Problem to work on:
Reproduce word for word the passage of the article on red Burgundy wines below, from "In past decades" to "region was its inconsistency.".

(Owen Franken for The NYT)

The blooming of red Burgundy wines

POMMARD, France: The black clouds gathered last week over the Côte d'Or, the slender 50-kilometer-long swath that comprises the great vineyards of Burgundy. And for at least the fifth day in a row they burst forth, drenching the vineyards shortly before the critical period of flowering, when the grape bunches begin to form on the spindly vines.

Rain is the farmer's blessing, when it comes at the right time and in the right amount. But when the ground is saturated and the air is warm, the resulting moisture and humidity is a curse that can threaten the grapes with mildew and rot.

In past decades such weather might have spelled doom for the year's vintage. But nowadays it means something else entirely. "It means more work for us," said Benjamin Leroux, 33, the manager of Comte Armand, one of the best producers in Pommard in the Côte de Beaune, the southern half of the Côte d'Or. "All the things we're doing in the vineyard right now, we're insuring the vintage."

Twenty years ago nobody could have predicted that Burgundy could be trusted to produce reliably good wines in tricky vintages. As captivating as the great wines of Burgundy could be at their heights, too often they revealed their depths - diluted, overly acidic wines that seemed to vary not just vintage to vintage but almost bottle to bottle. The only thing consistent about the region was its inconsistency.

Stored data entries
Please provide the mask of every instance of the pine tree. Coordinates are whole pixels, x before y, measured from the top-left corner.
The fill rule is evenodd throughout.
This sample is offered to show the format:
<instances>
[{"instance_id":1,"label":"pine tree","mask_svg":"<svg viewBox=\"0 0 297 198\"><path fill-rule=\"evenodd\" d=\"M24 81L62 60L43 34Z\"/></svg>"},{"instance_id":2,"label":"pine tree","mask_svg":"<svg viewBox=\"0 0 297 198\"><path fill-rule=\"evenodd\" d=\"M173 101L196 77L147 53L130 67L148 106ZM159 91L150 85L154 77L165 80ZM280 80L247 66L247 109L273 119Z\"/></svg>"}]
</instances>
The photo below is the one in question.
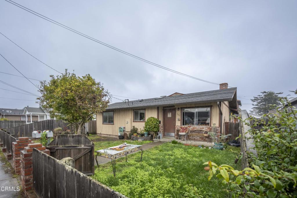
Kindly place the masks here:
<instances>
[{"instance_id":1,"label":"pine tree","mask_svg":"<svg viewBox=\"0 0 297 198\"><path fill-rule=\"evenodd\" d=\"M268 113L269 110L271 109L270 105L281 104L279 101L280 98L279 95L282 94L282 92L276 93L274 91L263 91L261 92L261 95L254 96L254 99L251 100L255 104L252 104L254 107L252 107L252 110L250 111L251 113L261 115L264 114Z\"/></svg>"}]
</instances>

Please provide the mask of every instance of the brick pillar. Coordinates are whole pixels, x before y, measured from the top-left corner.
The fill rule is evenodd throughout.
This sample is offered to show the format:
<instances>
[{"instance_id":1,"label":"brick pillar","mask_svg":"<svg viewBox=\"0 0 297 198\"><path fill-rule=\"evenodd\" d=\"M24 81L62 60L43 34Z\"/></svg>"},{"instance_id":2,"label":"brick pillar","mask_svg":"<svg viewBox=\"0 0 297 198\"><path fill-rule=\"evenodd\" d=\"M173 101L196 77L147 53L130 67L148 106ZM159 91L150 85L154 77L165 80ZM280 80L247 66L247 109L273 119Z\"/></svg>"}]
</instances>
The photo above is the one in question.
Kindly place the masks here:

==

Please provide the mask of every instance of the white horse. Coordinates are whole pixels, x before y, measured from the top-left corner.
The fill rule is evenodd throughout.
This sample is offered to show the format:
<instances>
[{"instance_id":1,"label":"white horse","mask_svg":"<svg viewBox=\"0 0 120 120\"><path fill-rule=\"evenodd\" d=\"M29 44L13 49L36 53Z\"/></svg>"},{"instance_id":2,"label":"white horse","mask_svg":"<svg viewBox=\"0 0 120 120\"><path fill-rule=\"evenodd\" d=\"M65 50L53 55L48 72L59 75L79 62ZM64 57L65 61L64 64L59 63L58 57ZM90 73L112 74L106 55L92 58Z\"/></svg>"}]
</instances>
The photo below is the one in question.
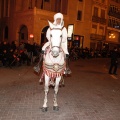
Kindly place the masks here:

==

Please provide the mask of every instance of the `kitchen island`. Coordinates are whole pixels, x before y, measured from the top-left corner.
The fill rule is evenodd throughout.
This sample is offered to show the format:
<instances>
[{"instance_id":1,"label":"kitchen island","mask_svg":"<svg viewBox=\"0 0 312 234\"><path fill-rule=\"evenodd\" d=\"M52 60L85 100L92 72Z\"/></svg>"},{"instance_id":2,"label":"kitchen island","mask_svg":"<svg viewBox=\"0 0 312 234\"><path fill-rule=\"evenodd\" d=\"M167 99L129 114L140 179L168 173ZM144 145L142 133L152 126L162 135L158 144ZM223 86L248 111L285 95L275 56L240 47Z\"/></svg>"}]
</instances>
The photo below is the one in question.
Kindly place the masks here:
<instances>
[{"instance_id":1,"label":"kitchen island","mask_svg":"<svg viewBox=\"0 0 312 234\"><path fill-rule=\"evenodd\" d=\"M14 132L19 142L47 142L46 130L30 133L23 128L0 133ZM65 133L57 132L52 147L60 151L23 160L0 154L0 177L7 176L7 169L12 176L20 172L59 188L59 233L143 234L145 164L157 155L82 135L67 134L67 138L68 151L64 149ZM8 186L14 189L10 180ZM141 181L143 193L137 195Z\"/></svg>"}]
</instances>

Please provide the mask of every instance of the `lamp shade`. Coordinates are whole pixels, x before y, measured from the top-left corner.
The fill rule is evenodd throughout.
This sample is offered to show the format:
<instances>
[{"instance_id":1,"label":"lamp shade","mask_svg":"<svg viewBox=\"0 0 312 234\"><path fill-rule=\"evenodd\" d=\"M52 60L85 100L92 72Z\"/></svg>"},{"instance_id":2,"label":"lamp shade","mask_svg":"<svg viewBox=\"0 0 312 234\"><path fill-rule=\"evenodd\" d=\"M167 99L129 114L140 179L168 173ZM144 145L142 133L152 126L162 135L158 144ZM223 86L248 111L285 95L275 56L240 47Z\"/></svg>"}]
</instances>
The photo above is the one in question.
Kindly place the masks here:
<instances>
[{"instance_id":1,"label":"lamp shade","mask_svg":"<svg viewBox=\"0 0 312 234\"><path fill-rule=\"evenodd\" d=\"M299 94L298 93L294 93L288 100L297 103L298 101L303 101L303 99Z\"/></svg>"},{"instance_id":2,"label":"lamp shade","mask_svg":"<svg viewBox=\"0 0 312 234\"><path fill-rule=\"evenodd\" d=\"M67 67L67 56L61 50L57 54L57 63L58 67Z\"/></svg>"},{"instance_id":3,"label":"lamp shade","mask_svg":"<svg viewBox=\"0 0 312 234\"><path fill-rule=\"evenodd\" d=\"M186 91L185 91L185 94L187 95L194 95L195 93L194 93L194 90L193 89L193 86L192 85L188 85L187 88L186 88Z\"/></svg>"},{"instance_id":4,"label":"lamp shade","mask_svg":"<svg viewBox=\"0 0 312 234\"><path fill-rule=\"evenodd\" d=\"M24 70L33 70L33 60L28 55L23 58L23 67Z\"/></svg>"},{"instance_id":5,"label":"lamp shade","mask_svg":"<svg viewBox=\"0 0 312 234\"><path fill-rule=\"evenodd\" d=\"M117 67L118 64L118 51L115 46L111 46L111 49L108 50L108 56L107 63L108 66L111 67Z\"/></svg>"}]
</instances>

Reply:
In past decades such weather might have spelled doom for the year's vintage. But nowadays it means something else entirely. "It means more work for us," said Benjamin Leroux, 33, the manager of Comte Armand, one of the best producers in Pommard in the Côte de Beaune, the southern half of the Côte d'Or. "All the things we're doing in the vineyard right now, we're insuring the vintage."

Twenty years ago nobody could have predicted that Burgundy could be trusted to produce reliably good wines in tricky vintages. As captivating as the great wines of Burgundy could be at their heights, too often they revealed their depths - diluted, overly acidic wines that seemed to vary not just vintage to vintage but almost bottle to bottle. The only thing consistent about the region was its inconsistency.